_Estratto del documento_
--------------------
Ma quali sono i nuovi
cavalli di Troia: gli alimenti. “Col cibo viaggiano anche i rischi tipici
di alcuni sistemi sociali e di determinati areali, Quanto più si tende a
globalizzare, tanto più la tracciabilità e la rintracciabilità deve essere
puntuale, precisa e rigorosa per evitare che i pericoli siano, poi, fonte di
rischio per i consumatori e magari per le fasce più deboli come i bambini, gli
anziani oppur e le donne in dolce attesa. Se si possono accettare nuovi
alimenti, le varie fusion gastronomiche e sensoriali nonché le commistioni di
ingredienti e ricette, non è assolutamente negoziabile – ha affermato il prof.
Alberto Ritieni dell’Università di Napoli - né la sicurezza degli alimenti né
una maggiore esposizione dei consumatori a dei rischi dovuti ad una minore
tracciabilità delle materie prime, e dei prodotti finiti”.
Ma allora è caccia al cibo
straniero? Occhi alle false convinzioni. “Il Paese che noi ha ricevuto il maggior numero di notifiche per non
conformità in materia alimentare è la Turchia, la Cina viene dopo. Però lo
scandalo delle uova è arrivato dall’Inghilterra”, ha evidenziato il prof. Ritieni.
Fra
vere tradizioni etniche e cibi europeizzati, il kebab che è in vetta ai
desideri degli italiani, merita che ci si soffermi un po’ di più. Il doner
kebab è preparato con carni di agnello, manzo e pollame che deve avere il bollo
sanitario e che, una volta impilata nello spiedone, deve rimanere congelata a
-30° fino al momento della cottura, ha detto con forza il prof. Ritieni. Questo
è il kebab (letteralmente arrosto) moderno, quello nato nel XIX secolo perché in
origine era il cibo dei turchi nomadi e gli spiedi erano cotti orizzontalmente
sulle braci, con carni insaporite con yoghurt ed erbe aromatiche.
Ma le tipicità italiane sono esenti da rischi? Si
direbbe proprio di no e, per esempio, la prof.ssa Marilia Tantillo direttrice della scuola di Specializzazione Ispezione degli alimenti
dell’Università di Bari, fra i vari casi ha ricordato anche quello del
sequestro di un punto vendita di ricci di mare sulla costa adriatica.
--------------------
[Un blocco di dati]
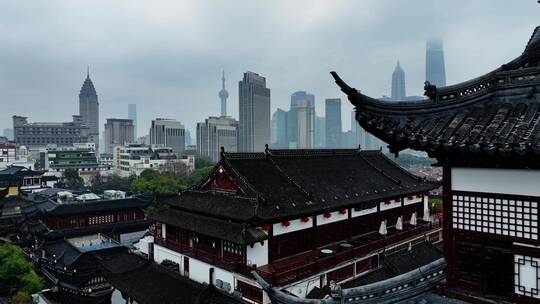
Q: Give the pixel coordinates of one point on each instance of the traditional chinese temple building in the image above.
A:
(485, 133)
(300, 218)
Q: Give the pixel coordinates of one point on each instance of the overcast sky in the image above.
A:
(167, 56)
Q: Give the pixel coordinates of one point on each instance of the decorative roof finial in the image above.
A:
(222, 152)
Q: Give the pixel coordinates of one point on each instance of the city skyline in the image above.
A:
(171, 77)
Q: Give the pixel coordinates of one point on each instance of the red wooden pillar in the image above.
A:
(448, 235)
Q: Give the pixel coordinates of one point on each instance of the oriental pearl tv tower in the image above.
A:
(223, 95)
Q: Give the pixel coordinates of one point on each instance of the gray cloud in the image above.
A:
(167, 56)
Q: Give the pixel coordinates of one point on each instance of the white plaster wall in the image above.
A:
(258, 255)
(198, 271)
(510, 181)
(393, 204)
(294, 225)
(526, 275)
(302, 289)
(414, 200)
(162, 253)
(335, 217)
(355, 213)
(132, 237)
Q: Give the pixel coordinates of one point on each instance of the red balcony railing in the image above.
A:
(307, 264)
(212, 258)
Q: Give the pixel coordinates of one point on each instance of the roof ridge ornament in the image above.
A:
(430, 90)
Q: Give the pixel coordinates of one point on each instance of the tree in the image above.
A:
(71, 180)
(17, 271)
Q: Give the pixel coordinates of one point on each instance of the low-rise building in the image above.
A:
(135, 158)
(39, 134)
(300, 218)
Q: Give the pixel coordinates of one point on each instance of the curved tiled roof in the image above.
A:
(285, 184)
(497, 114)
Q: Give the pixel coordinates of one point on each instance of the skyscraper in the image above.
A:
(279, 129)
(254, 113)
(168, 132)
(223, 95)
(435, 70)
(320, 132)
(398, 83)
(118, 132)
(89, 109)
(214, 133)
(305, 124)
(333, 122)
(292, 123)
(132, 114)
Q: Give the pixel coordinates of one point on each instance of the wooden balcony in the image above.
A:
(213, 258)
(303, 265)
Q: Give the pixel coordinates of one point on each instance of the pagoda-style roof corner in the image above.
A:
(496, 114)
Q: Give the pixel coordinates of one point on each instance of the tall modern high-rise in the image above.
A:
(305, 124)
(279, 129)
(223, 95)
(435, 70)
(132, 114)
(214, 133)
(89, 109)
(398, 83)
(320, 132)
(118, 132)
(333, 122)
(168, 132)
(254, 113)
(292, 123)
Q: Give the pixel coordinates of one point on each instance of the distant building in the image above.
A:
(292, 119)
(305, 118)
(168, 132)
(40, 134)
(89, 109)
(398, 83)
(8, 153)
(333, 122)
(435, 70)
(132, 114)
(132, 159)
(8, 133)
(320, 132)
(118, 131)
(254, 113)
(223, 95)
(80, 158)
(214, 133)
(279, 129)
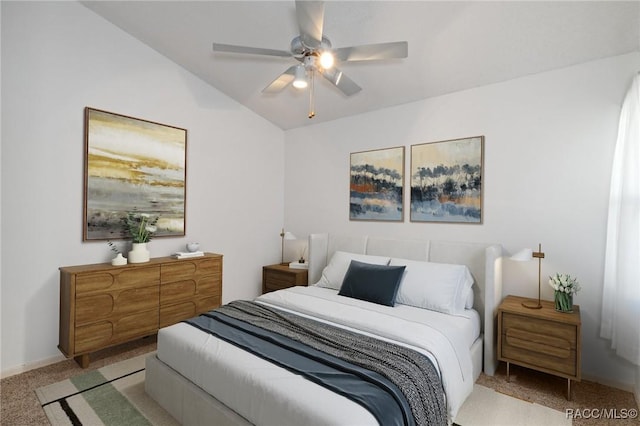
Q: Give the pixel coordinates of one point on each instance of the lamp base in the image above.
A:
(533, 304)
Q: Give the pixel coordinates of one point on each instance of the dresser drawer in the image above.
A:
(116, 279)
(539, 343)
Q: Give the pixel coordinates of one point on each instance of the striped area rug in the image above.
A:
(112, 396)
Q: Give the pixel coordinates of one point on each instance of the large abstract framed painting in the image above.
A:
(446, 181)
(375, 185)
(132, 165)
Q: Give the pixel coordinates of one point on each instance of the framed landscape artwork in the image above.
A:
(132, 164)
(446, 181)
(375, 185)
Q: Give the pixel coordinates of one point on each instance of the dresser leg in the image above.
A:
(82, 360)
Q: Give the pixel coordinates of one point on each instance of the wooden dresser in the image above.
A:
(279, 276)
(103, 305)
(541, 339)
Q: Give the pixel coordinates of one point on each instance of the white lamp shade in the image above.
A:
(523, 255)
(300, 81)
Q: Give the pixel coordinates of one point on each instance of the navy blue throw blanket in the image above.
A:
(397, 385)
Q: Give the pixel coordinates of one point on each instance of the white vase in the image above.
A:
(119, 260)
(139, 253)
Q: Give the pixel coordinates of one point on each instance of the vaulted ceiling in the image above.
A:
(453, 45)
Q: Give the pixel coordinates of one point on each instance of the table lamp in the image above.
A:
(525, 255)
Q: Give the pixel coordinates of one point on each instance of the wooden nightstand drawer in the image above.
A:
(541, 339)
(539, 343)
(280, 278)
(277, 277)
--------------------
_Cosa fare_
Ricopia parola per parola il brano dell'estratto sulla sicurezza del cibo, partendo da "Ma allora è" e fermandoti dopo "evidenziato il prof. Ritieni.".

_Risposta completa_
Ma allora è caccia al cibo
straniero? Occhi alle false convinzioni. “Il Paese che noi ha ricevuto il maggior numero di notifiche per non
conformità in materia alimentare è la Turchia, la Cina viene dopo. Però lo
scandalo delle uova è arrivato dall’Inghilterra”, ha evidenziato il prof. Ritieni.